[Annotated photo localization data]
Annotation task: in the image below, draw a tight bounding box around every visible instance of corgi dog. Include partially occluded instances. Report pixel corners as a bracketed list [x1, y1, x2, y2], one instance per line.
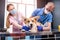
[22, 16, 42, 32]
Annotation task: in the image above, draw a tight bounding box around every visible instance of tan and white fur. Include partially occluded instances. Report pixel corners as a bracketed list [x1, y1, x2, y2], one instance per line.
[23, 16, 42, 32]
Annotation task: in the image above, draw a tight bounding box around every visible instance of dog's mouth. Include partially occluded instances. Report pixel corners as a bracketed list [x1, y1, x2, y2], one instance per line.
[29, 24, 33, 29]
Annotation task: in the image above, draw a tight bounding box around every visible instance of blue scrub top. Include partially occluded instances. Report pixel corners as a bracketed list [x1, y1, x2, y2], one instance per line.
[32, 8, 52, 24]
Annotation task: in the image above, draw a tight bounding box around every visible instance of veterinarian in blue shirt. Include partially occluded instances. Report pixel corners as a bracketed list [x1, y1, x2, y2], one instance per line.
[30, 2, 55, 39]
[24, 2, 55, 40]
[32, 2, 55, 31]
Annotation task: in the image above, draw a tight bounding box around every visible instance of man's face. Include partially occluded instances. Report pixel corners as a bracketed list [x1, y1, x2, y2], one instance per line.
[45, 5, 55, 12]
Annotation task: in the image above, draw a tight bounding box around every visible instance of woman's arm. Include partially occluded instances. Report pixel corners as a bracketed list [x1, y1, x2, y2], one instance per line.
[9, 16, 22, 29]
[12, 22, 22, 29]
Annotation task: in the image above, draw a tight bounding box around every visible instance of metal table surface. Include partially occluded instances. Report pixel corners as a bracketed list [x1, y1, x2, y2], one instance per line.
[0, 29, 60, 40]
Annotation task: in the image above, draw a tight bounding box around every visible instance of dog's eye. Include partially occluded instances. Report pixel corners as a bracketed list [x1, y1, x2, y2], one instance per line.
[32, 20, 34, 22]
[35, 18, 37, 20]
[28, 21, 30, 22]
[24, 19, 26, 21]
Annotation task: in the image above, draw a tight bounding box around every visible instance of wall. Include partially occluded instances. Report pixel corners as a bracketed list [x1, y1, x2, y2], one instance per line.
[53, 0, 60, 29]
[0, 0, 5, 28]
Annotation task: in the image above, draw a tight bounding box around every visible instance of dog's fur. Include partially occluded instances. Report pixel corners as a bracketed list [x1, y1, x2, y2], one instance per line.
[23, 16, 42, 32]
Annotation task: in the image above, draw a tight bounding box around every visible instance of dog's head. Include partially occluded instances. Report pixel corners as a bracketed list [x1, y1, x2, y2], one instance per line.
[23, 16, 40, 28]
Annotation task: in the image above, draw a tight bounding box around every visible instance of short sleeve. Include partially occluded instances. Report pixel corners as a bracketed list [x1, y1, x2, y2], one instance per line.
[47, 14, 52, 23]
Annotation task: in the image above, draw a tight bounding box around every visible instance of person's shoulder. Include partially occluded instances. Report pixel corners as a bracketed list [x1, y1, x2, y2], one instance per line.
[48, 12, 52, 17]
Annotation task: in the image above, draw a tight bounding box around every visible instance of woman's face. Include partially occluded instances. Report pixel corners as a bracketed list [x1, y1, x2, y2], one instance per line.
[8, 5, 17, 16]
[8, 5, 14, 12]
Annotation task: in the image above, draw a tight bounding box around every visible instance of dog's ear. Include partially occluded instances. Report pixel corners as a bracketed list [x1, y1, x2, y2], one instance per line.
[34, 16, 40, 20]
[22, 16, 27, 21]
[23, 18, 27, 24]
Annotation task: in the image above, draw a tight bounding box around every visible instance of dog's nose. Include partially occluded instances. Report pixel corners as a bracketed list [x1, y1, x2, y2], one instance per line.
[29, 24, 33, 29]
[30, 24, 33, 27]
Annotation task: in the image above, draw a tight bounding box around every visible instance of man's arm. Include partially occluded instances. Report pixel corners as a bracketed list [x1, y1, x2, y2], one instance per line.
[37, 22, 51, 31]
[43, 22, 51, 31]
[37, 14, 52, 31]
[43, 14, 52, 31]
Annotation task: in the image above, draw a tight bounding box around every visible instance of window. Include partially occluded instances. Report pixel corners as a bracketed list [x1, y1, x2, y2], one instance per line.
[6, 0, 37, 17]
[26, 5, 35, 17]
[22, 0, 34, 4]
[8, 0, 21, 3]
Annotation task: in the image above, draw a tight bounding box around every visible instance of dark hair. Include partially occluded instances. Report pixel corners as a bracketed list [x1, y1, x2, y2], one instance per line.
[7, 4, 13, 11]
[6, 13, 13, 28]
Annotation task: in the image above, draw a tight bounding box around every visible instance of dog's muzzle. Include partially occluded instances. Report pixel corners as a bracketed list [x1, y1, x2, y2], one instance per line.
[29, 24, 33, 29]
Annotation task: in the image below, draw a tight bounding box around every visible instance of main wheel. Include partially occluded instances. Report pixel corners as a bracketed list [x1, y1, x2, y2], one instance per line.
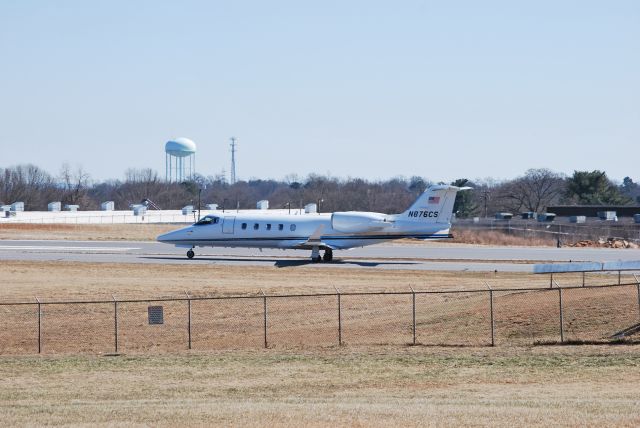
[186, 249, 195, 259]
[312, 255, 322, 263]
[323, 249, 333, 262]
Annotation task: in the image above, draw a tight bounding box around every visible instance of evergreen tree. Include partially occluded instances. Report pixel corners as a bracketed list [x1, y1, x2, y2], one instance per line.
[566, 170, 630, 205]
[451, 178, 477, 218]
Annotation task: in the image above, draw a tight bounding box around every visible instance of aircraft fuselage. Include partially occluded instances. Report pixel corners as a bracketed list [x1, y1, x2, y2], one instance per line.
[157, 212, 450, 250]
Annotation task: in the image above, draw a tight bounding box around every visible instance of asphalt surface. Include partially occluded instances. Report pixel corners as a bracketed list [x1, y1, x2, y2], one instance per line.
[1, 240, 639, 272]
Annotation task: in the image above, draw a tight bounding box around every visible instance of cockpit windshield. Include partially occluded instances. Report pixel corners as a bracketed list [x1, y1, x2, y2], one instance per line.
[194, 215, 219, 226]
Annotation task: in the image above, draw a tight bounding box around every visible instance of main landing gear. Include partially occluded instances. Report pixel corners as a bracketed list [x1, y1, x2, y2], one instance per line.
[186, 249, 195, 259]
[311, 247, 333, 263]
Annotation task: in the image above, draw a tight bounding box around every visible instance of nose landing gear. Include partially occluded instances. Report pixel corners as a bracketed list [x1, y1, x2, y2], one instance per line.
[186, 249, 195, 259]
[311, 246, 321, 263]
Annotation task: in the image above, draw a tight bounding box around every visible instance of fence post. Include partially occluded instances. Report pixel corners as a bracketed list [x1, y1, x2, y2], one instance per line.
[490, 289, 495, 346]
[35, 297, 41, 354]
[112, 295, 118, 353]
[261, 290, 268, 348]
[410, 286, 416, 345]
[558, 287, 564, 344]
[185, 291, 192, 350]
[484, 283, 494, 347]
[634, 274, 640, 322]
[334, 286, 342, 346]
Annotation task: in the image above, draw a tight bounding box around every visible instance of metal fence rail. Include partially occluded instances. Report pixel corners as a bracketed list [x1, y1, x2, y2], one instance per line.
[1, 282, 640, 355]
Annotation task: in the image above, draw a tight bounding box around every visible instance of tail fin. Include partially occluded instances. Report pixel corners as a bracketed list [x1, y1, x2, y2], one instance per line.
[401, 185, 471, 224]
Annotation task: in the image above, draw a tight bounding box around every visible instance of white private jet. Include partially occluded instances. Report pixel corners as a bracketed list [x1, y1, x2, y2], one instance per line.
[157, 185, 470, 262]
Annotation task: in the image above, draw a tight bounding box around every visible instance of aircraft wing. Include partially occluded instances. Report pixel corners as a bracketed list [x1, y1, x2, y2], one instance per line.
[293, 224, 338, 250]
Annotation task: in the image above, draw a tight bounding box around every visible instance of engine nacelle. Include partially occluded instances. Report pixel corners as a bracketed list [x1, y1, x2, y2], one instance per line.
[331, 212, 391, 233]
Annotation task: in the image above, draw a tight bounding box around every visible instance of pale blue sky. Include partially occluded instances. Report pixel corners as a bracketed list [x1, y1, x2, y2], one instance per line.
[1, 1, 638, 182]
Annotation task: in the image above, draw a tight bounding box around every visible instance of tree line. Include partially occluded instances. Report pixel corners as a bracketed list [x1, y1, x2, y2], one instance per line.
[0, 164, 638, 217]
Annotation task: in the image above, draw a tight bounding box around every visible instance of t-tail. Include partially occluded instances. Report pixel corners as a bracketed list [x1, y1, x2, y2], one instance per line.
[401, 184, 472, 225]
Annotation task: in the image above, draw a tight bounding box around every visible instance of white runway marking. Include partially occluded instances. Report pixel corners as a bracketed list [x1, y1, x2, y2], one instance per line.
[0, 246, 140, 252]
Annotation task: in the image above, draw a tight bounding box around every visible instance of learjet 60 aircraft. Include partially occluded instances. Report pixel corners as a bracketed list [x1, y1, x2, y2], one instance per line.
[157, 185, 470, 262]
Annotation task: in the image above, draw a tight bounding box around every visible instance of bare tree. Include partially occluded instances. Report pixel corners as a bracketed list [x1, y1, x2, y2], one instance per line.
[498, 168, 565, 213]
[59, 163, 93, 208]
[0, 164, 57, 209]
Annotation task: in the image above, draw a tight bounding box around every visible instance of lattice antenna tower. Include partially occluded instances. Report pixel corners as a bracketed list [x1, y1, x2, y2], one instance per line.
[230, 137, 237, 184]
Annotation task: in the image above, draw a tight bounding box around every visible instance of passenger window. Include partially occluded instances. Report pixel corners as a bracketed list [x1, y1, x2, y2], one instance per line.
[278, 224, 284, 231]
[241, 223, 247, 230]
[254, 223, 259, 230]
[266, 224, 272, 231]
[290, 224, 296, 231]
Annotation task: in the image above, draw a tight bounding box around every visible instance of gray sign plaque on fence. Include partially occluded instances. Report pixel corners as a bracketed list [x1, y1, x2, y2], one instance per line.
[148, 306, 164, 325]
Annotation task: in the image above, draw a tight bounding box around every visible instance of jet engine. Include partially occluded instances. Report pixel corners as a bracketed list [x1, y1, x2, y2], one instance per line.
[331, 212, 392, 233]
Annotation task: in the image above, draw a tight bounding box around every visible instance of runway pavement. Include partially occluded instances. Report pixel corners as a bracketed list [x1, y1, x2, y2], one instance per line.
[1, 240, 639, 272]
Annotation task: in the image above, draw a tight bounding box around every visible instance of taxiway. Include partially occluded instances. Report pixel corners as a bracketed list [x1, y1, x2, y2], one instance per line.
[0, 240, 638, 272]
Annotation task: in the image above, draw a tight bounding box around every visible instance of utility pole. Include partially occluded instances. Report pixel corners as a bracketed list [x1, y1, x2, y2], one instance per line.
[482, 189, 491, 218]
[230, 137, 237, 185]
[197, 184, 206, 221]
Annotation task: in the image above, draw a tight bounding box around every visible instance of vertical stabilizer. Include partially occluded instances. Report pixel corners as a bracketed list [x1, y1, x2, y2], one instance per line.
[402, 185, 470, 224]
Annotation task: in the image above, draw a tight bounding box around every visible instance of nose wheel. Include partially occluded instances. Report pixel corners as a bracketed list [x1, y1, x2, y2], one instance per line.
[310, 246, 321, 263]
[186, 249, 195, 259]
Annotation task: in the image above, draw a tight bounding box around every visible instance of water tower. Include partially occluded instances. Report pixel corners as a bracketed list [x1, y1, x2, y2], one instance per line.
[165, 137, 196, 182]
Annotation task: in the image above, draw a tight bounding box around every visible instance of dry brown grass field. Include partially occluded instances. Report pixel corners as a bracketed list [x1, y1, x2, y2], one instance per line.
[1, 346, 640, 426]
[0, 260, 629, 300]
[2, 260, 636, 355]
[0, 223, 176, 241]
[450, 228, 556, 246]
[1, 225, 639, 426]
[0, 261, 638, 355]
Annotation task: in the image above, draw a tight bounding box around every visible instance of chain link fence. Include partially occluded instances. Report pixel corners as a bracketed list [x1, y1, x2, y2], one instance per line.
[1, 282, 640, 355]
[454, 218, 640, 244]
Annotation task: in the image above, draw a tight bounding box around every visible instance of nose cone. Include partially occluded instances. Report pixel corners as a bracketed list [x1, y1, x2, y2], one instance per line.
[157, 228, 189, 243]
[157, 231, 172, 243]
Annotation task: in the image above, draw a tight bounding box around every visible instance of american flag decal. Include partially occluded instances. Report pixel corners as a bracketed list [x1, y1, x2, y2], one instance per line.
[428, 196, 440, 204]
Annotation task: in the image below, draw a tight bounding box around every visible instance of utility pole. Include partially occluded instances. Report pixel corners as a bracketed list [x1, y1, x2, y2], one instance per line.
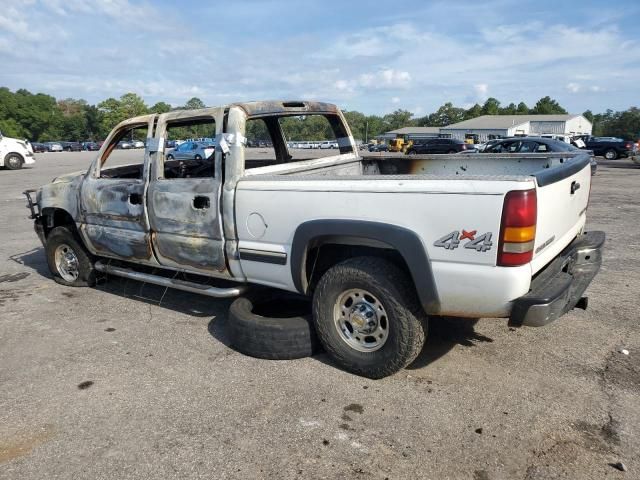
[365, 121, 368, 143]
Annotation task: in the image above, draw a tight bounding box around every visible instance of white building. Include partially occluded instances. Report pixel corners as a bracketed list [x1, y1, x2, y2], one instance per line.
[440, 114, 592, 143]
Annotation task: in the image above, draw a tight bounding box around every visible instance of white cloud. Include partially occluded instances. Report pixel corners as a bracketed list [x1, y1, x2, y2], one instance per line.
[474, 83, 489, 100]
[567, 82, 582, 93]
[391, 96, 400, 104]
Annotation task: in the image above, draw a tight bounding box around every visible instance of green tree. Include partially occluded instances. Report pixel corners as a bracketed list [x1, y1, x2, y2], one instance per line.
[481, 97, 501, 115]
[500, 103, 518, 115]
[464, 103, 483, 120]
[150, 101, 172, 114]
[382, 109, 413, 131]
[183, 97, 206, 109]
[427, 103, 465, 126]
[531, 96, 567, 114]
[97, 93, 148, 137]
[516, 102, 530, 114]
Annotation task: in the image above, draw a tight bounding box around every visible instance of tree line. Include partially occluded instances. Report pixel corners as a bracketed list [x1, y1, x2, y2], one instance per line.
[0, 87, 638, 142]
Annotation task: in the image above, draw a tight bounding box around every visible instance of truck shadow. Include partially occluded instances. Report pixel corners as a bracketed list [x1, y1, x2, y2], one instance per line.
[8, 247, 494, 370]
[406, 316, 493, 370]
[9, 247, 51, 278]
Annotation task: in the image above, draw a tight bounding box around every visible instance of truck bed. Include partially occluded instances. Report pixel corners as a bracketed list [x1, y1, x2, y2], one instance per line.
[237, 151, 592, 317]
[244, 152, 588, 182]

What you have to do: Reproduce the line that contains "of white building." and each line after it through the last line of the entries above, exactly; leave out all earlier lines.

Answer to this exercise:
Annotation task: in the image above, draw a tight bounding box around every visible instance of white building. Include partially occluded instances. Report pixel corners as a bracketed list [x1, y1, x2, y2], one instance per line.
[440, 114, 592, 143]
Annotation task: in the image above, draw a tight bounding box around every visible instance of white cloud. Include partially occluded instances. Report pixel corners as a bracketed list [x1, y1, x2, y2], one instance per line.
[474, 83, 489, 100]
[567, 82, 582, 93]
[391, 96, 400, 104]
Annotation task: in the image above, draw a tight bounding box around every visible instance of green tree. Include partially occluded instances. Report pixel corners as a bracketed list [x1, y1, x2, y2], one instance per line.
[481, 97, 501, 115]
[500, 103, 518, 115]
[464, 103, 483, 120]
[150, 101, 172, 114]
[382, 109, 413, 131]
[183, 97, 206, 109]
[427, 103, 465, 126]
[531, 96, 567, 114]
[97, 93, 148, 137]
[516, 102, 530, 114]
Annotation task: in the image above, draw a tight bounding box around every visible instance of tree line. Include partially occluded instances. Report pixel corners as a bracketed list [x1, y1, x2, y2], one instance per line.
[0, 87, 638, 142]
Annotation task: in the image above, draw a tight bounding box around every visible instance of truck shadow. Include partially occluded instances. Report pixel corners as a bracketed list [x1, y1, x2, y2], one instance per line.
[8, 247, 494, 370]
[406, 316, 493, 370]
[9, 247, 51, 278]
Annotation task: in the image above, draw a tight bounding box around every visible instance of truck bed. Include partially occluded instances. Report pixel corners as a bracketed list [x1, y1, x2, y2], one instance per line.
[237, 151, 592, 317]
[244, 152, 588, 182]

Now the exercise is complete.